** START OF TASK MATERIAL **

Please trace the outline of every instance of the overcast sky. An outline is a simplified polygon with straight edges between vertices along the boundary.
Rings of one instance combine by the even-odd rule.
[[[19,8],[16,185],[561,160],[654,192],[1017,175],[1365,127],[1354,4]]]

** END OF TASK MATERIAL **
** START OF TASK MATERIAL **

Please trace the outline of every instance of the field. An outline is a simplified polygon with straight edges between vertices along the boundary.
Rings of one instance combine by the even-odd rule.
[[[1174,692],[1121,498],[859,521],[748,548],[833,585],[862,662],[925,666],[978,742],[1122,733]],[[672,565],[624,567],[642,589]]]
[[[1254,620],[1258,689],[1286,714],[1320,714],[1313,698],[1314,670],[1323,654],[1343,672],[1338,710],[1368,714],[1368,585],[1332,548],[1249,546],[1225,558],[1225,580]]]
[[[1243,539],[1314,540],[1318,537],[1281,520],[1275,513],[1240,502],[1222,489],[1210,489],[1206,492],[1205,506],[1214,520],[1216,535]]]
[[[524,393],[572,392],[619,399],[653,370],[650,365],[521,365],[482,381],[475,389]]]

** END OF TASK MATERIAL **

Find every row above that contains the word "along", and copy each of those rows in full.

EXPECTED OUTPUT
Please trace the outline of every instance of the overcast sky. An outline is a simplified polygon with straight edges between vertices along the boundary.
Please trace the outline of every instance of the field. An outline is a simplified polygon with straight edges between vertices along the boundary.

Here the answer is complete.